= STATED GOAL 1 =
Copy the stored item rows word for word, beginning with the line that contains "Point to the boy" and continuing through the last row.
++++ EXCERPTED TEXT
What is this constant need that we have to put forward a highly tailored version of ourselves? We see this in social media, with filters, with the need to have every single thing we are doing validated by people whose opinions we may or may not actually care about. This is how we are judging the ethics of our actions? By the length and breadth of our piles of upwardly turned thumbs? (That’s the signal to now please pause and like this post)

And really, what’s the worst that can happen if someone sees how boring your life really is or that you actually have underwear lines or that you maybe don’t like kombucha (*gasp*)? Well, if one end of this vicious spectrum is to make your life more sensational, then the alternative might be submitting to feelings of disgust for the monotony of life. This brings to mind that ancient topic of acedia, also commonly called the vice of sloth.
++++++++
= STATED GOAL 2 =
Rewrite the passage on social media from "What is this" through "vice of sloth.", putting "oat milk" in place of "kombucha".
++++ DATASET RECORDS
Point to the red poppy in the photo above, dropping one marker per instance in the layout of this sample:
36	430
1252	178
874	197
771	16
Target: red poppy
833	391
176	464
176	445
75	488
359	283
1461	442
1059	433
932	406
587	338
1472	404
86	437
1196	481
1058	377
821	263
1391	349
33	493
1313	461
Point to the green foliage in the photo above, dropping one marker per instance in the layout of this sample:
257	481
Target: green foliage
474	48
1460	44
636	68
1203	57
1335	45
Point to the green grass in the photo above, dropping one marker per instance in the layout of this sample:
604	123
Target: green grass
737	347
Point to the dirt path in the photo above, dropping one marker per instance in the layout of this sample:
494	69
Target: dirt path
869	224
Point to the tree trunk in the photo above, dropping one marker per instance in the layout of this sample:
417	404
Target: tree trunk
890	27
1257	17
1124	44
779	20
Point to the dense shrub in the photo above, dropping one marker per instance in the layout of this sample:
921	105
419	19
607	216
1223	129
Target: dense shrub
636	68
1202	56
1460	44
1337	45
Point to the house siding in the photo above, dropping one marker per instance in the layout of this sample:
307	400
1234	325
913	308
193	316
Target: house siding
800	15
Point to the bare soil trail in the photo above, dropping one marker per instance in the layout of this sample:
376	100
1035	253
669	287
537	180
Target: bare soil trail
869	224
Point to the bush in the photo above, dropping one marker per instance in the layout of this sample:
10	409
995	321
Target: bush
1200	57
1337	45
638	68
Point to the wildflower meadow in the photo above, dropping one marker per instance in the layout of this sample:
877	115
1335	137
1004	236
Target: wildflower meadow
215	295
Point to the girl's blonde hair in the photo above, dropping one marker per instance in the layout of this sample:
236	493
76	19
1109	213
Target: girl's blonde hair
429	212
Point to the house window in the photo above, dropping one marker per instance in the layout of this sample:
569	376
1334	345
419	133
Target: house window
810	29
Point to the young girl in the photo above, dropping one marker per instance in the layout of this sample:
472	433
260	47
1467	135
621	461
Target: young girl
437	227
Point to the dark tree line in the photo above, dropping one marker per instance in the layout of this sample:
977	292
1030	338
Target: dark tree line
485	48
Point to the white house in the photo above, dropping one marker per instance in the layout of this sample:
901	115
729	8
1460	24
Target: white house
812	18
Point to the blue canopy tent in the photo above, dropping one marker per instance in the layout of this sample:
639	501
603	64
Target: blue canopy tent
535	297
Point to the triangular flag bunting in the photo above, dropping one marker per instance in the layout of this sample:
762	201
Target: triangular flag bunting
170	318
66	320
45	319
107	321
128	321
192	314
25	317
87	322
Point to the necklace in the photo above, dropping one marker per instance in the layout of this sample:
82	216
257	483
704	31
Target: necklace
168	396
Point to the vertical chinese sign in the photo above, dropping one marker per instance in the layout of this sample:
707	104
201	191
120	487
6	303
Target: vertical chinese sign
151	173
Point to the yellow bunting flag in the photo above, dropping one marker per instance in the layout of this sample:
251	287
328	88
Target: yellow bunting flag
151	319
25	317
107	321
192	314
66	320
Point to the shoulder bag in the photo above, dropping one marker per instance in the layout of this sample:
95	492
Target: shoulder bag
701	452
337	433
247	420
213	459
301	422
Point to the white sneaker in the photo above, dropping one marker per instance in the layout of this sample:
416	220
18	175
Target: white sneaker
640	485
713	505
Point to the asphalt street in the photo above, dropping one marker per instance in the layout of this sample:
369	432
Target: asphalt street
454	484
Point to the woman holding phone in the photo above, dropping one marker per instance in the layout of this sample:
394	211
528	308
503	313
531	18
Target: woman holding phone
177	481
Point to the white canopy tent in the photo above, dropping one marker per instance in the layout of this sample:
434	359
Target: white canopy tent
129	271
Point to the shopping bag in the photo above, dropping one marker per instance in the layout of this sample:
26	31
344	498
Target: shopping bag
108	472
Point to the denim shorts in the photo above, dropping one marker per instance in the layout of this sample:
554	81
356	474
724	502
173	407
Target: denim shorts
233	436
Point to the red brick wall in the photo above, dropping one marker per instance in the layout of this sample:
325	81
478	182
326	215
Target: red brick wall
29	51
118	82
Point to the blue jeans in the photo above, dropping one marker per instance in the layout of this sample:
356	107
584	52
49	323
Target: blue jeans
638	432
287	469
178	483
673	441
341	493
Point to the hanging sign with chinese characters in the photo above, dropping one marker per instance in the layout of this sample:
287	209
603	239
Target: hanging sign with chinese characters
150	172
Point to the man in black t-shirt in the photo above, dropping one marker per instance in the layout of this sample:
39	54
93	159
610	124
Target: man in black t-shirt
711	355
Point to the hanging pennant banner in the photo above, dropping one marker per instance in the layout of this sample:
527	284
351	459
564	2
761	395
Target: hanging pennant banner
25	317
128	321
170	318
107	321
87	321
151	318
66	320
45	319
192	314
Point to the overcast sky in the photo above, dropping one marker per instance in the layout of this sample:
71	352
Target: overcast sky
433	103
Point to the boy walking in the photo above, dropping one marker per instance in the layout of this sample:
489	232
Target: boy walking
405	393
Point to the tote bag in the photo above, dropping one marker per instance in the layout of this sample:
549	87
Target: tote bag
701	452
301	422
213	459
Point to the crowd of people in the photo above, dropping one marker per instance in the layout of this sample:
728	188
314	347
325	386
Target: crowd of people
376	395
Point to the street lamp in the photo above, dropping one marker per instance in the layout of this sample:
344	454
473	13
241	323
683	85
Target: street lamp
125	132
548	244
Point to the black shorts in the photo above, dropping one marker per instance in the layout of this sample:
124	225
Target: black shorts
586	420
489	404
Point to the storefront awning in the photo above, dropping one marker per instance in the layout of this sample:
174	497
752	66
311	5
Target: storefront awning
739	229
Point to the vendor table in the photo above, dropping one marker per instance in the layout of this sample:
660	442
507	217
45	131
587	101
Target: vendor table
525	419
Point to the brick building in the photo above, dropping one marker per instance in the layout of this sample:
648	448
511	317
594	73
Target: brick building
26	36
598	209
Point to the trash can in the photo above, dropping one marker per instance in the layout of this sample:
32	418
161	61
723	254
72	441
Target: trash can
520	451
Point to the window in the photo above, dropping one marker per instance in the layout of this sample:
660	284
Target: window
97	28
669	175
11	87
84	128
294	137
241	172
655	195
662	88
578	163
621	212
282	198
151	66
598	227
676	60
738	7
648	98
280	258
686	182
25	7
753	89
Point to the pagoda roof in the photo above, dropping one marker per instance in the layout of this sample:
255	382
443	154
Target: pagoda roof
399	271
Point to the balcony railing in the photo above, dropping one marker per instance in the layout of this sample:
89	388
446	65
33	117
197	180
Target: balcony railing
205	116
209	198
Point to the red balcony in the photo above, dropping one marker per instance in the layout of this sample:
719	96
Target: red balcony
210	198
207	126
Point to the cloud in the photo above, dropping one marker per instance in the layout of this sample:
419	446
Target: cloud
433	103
++++++++
= FINISHED ANSWER 1 =
Point to the boy walking in the photo above, dropping one marker per instance in the layout of this sample:
489	232
Target: boy walking
405	393
Point to the tote bag in the photo above, dropping one marker per instance in the layout of this sample:
549	87
Target: tote bag
701	452
301	422
213	459
Point to the crowd of people in the photo above, dropping one marker per instance in the layout of this sample:
728	188
314	347
325	386
Target: crowd of people
376	395
Point to the street lamp in the photo above, dropping one marker per instance in the layout of this sample:
344	454
473	13
241	323
683	85
Target: street lamp
125	132
548	244
Point to the black shorts in the photo above, dropping one marker per instance in the layout of this sample:
124	225
Target: black shorts
586	420
489	404
Point to the storefront awning in the photo above, dropping one marker per instance in the layout of this sample:
174	497
752	66
311	5
Target: storefront awning
739	229
Point to the vendor table in the photo above, dropping one marker per instance in the layout of this sample:
660	442
507	217
45	131
587	101
Target: vendor table
525	419
Point to the brick building in the photo above, dropping one marker per instance in the layout of this sample:
648	448
511	317
594	73
Target: brick building
26	36
598	209
Point to the trash can in the photo above, dropping one marker per instance in the layout of this sample:
32	418
161	61
723	254
72	441
Target: trash can
520	451
Point to the window in the photo above, dropping one marker per instance in the layout of this sample:
660	284
Target: window
97	28
669	175
11	87
84	128
294	137
241	172
655	195
662	88
578	163
621	212
282	198
151	66
598	227
676	60
738	7
648	98
280	258
686	182
25	7
753	89
Point to the pagoda roof in the photo above, dropping one marker per instance in the layout of this sample:
255	382
443	154
Target: pagoda roof
399	271
Point to the balcony railing in the photo above, dropping one marker per instance in the layout of this sample:
89	388
446	65
33	117
197	180
Target: balcony railing
205	116
209	198
Point to the red balcony in the photo above, dropping one marker per instance in the layout of this sample:
719	96
Target: red balcony
210	198
207	126
Point to the cloud in the photo above, dropping one marker per instance in the layout of this sample:
419	446
Target: cloud
433	103

= FINISHED ANSWER 2 =
What is this constant need that we have to put forward a highly tailored version of ourselves? We see this in social media, with filters, with the need to have every single thing we are doing validated by people whose opinions we may or may not actually care about. This is how we are judging the ethics of our actions? By the length and breadth of our piles of upwardly turned thumbs? (That’s the signal to now please pause and like this post)

And really, what’s the worst that can happen if someone sees how boring your life really is or that you actually have underwear lines or that you maybe don’t like oat milk (*gasp*)? Well, if one end of this vicious spectrum is to make your life more sensational, then the alternative might be submitting to feelings of disgust for the monotony of life. This brings to mind that ancient topic of acedia, also commonly called the vice of sloth.